To do: Could you reproduce every record below exactly as written?

Listed entries:
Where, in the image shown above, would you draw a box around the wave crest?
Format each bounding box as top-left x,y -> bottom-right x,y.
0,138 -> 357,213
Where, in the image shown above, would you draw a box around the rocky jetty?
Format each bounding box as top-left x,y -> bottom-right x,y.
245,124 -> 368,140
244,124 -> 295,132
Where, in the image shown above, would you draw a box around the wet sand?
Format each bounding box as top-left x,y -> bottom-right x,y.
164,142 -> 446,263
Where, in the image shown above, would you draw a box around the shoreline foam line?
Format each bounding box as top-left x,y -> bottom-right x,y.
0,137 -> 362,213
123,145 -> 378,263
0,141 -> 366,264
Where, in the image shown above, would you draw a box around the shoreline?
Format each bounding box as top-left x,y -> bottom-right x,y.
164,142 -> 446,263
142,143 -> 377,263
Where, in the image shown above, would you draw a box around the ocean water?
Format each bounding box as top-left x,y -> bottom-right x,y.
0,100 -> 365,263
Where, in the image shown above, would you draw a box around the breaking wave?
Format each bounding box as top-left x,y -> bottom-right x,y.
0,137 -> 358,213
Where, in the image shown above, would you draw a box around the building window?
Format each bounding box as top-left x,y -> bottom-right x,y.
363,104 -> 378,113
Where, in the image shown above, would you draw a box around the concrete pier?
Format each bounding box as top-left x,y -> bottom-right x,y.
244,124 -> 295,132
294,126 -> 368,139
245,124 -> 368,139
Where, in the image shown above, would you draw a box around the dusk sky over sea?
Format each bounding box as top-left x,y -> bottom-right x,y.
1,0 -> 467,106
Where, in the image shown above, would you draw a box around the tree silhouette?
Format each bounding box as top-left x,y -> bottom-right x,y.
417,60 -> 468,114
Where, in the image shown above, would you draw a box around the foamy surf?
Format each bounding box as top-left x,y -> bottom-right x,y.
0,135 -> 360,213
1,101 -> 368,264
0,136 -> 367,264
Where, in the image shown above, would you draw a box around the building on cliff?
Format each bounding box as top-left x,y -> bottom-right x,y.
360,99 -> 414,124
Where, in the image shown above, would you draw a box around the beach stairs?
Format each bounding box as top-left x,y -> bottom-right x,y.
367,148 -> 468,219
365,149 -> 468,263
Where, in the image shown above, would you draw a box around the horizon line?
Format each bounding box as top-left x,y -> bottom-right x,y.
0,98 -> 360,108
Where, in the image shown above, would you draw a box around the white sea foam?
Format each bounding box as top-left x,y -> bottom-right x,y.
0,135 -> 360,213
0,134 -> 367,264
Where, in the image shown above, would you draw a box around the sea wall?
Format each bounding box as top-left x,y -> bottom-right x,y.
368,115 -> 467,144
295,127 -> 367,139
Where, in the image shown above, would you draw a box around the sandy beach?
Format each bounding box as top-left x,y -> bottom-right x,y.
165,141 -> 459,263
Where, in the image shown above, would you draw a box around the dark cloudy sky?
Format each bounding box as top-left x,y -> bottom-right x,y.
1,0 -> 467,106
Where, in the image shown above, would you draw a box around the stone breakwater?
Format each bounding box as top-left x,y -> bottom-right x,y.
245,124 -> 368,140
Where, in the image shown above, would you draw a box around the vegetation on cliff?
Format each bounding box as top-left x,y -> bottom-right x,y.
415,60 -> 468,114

Answer to this exercise:
Where, in the image shown above, would you draw a box around the wave crest?
Format each bounding box as top-left x,y -> bottom-right x,y.
0,138 -> 357,213
Where, in the image shown above, would you draw a box around the rocky jetty?
Format each bounding box as top-left x,y -> bottom-right x,y.
245,124 -> 368,140
244,124 -> 295,132
Where, in the image shown above, would you draw a box around the wet sand?
Format each bounding box as top-left x,y -> bottom-right x,y.
164,142 -> 446,263
Where, in the image shown above, would you draw a box around the shoreline foam line?
Format each bounding box as top-left x,y -> bottom-right x,y.
0,137 -> 362,213
123,145 -> 378,263
0,141 -> 366,264
Where, in the image shown above, would you draw a box around the shoreline?
Format each bounding box as top-left x,y -> bottom-right x,y.
164,142 -> 446,263
142,143 -> 377,263
Where, in the image shown above, would you draw a box around the ocean water?
Format each bounding box as top-left x,y -> bottom-right x,y.
0,100 -> 365,263
Where, in the image shown above, would you draw a box around the breaking wave?
Format each bounding box as top-left x,y -> bottom-right x,y.
0,137 -> 358,213
Where, in the image shown above, would you draw a box around the building window?
Format each bounding box as top-left x,y -> bottom-right x,y.
363,104 -> 378,113
Where, in the image shown above, would you draw a box around the concrete pier?
Format each bounding box as top-left x,y -> bottom-right x,y.
244,124 -> 295,132
294,126 -> 368,139
245,124 -> 368,139
Where, in the image shown above, would you draw a box around the dusk sky over sea?
Format each bounding box as top-left x,y -> bottom-right x,y.
1,0 -> 467,106
Where, in the image shown above, would you draw a box around the tree silhouette?
Format each bounding box as top-left x,y -> bottom-right x,y.
417,60 -> 468,114
Where, in the image shown above, would you draw a box around the foamy surf?
Format each bounding box as top-left x,y -> bottom-right x,y.
0,135 -> 360,213
1,101 -> 368,264
0,136 -> 367,264
Where, in the image shown above, would you draw a box around the building on cliff?
Format each bounding box as top-left x,y -> bottom-right x,y.
360,99 -> 414,124
Where, in the image shown above, would you draw a box around the beach stairs?
Format each bounding box as top-left x,y -> bottom-right x,y.
367,148 -> 468,219
365,149 -> 468,263
Where, in the image shown above, would you draw a box around the horizon line?
Format each bounding box as top-left x,y -> bottom-right x,y.
0,98 -> 360,108
Where, in the image shown above, would you draw a box around the white sea foam?
Format each bounding box as top-left x,y -> bottom-right x,y.
0,135 -> 360,213
0,134 -> 367,264
Where, in the image shown above, would you draw a box around the sea wall?
Format each bounding box as top-left x,y -> bottom-right x,y.
368,115 -> 467,144
295,127 -> 367,139
Where, in the image shown above, would you draw a box around the sandy beach?
Format each bounding box as top-left x,y -> bottom-right x,y.
165,141 -> 459,263
Where, in the image shown above, would you draw a box around the dark cloudy sky?
Format each bounding box as top-left x,y -> bottom-right x,y.
1,0 -> 467,106
Where, in the image shown above, would you draw a box around the stone breakwater?
Format each bounding box as top-left x,y -> bottom-right x,y.
245,124 -> 368,140
Where, in the image shown above, would you draw a box around the vegetation on cliff?
Format each bounding box as top-left x,y -> bottom-right x,y.
415,60 -> 468,114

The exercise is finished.